(WRITTEN TASKS)
a - Answer these questions about the article on the iPad edition of the magazine:
(i) Who approached the agency about an iPad edition, and when?
(ii) What is the author's job title at Wrecking Ball Media Group?
(iii) Where do the editors upload the InCopy file for each article?
b - Please list every detail that the article on the iPad edition says is discussed when each article is reviewed at the start of the design process.

In late 2011, Managing Editor Julie Campagna approached my agency, Wrecking Ball Media Group, about the possibility of creating an iPad edition of Adobe Inspire Magazine. We jumped at the opportunity. As executive creative director at Wrecking Ball, my background is in both traditional print and interactive design. I was excited to have the opportunity to design a publication with a traditional feel, but with the multimedia and interactivity components that bring a whole new experience to the magazine beyond what is offered in the website edition.
In this article, I describe our production workflow which involved Adobe InCopy, Adobe InDesign, and Adobe Digital Publishing Suite (DPS); discuss how we conceived the overall concept, layout design, and interactivity; and review the methods we employed to incorporate best practices for the future. I also clue you in on some of the pitfalls we discovered along the way.
Our first challenge was to create an efficient and collaborative workflow between the Adobe editorial team and the Wrecking Ball design team. Figure 1 shows how we developed our workflow for designing and distributing content for desktop, mobile, and tablet devices.
Each issue of Inspire Magazine for iPad comprises a cover, a table of contents, numerous videos and animations, and articles with varying characteristics. Once Julie and Senior Editorial Producer Stefan Gruenwedel receive the final drafts, the design process begins with a review of each article in which we discuss details like how long the article is, which layout will work best, what assets (such as images and video) are available, and how to represent code snippets or demos.
Then the Inspire editors import each article into Adobe InCopy, a writing and editing solution that integrates with Adobe InDesign. The editors create a unique InCopy file for each article and upload to a shared network drive that both the editorial team and design team have access to. The designer then places the InCopy document into the text frames in the InDesign document.

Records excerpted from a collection
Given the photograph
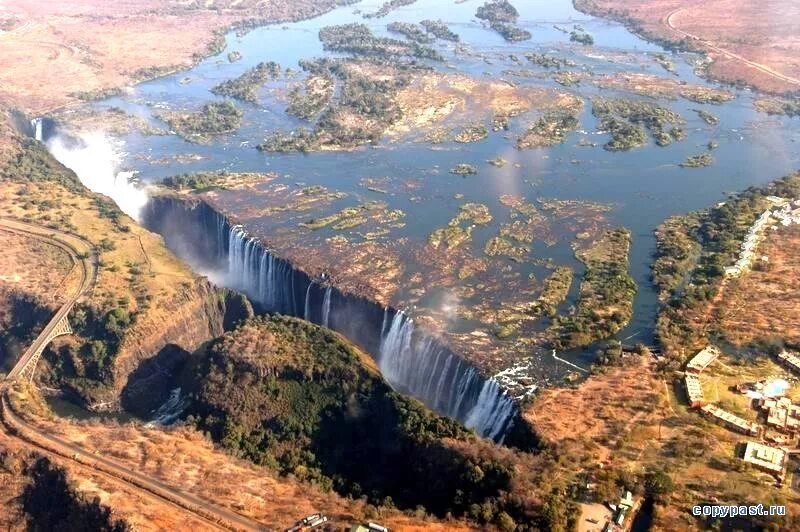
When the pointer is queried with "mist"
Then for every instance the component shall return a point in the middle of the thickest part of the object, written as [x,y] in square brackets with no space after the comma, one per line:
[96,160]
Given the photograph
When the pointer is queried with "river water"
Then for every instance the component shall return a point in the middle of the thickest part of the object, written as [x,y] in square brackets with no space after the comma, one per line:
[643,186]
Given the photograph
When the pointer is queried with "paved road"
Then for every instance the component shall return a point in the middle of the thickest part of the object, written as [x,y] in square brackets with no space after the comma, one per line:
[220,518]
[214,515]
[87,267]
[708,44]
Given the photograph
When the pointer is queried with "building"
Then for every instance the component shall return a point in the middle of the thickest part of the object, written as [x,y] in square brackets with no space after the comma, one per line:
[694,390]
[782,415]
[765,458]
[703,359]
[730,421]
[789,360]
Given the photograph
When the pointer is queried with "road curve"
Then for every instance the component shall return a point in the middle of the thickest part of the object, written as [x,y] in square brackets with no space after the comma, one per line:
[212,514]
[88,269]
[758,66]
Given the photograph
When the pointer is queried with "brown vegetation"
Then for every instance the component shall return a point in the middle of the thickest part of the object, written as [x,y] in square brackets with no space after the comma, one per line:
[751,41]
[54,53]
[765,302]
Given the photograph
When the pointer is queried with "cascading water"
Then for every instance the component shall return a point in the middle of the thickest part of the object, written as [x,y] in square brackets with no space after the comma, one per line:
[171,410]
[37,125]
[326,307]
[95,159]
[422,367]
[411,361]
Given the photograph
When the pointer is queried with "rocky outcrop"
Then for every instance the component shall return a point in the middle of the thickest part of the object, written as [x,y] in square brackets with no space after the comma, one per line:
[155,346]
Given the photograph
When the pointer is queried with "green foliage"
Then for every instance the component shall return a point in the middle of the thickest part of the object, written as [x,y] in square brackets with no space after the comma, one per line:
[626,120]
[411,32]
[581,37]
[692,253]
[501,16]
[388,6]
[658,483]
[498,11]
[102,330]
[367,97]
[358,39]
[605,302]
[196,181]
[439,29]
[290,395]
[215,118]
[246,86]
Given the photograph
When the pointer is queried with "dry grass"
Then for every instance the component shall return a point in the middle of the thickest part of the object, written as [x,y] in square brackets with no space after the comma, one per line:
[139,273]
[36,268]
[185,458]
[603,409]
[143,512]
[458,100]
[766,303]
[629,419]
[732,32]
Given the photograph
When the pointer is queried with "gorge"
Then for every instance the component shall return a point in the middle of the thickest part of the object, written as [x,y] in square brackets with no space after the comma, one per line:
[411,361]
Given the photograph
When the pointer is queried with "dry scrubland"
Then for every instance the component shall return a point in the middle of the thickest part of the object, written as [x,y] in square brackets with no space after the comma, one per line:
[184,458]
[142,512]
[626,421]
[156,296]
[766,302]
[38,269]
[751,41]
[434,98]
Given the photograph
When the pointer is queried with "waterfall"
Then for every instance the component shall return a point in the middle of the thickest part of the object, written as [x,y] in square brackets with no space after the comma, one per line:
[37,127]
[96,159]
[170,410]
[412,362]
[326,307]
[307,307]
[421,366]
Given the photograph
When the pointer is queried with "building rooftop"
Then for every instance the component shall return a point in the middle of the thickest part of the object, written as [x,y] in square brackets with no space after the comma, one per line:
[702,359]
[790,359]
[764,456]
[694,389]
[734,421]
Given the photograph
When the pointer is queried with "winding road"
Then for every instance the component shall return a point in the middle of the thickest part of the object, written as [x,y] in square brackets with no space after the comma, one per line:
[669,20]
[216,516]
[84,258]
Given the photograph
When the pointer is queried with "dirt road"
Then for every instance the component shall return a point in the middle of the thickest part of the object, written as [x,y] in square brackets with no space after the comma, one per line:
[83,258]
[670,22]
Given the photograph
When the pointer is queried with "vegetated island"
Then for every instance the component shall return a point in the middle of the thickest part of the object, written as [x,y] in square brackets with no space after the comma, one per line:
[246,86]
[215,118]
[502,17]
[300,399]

(ANSWERS TO THE TASKS)
a -
(i) Managing Editor Julie Campagna, in late 2011.
(ii) Executive creative director.
(iii) To a shared network drive that both the editorial team and the design team can access.

b -
- How long the article is
- Which layout will work best
- What assets (such as images and video) are available
- How to represent code snippets or demos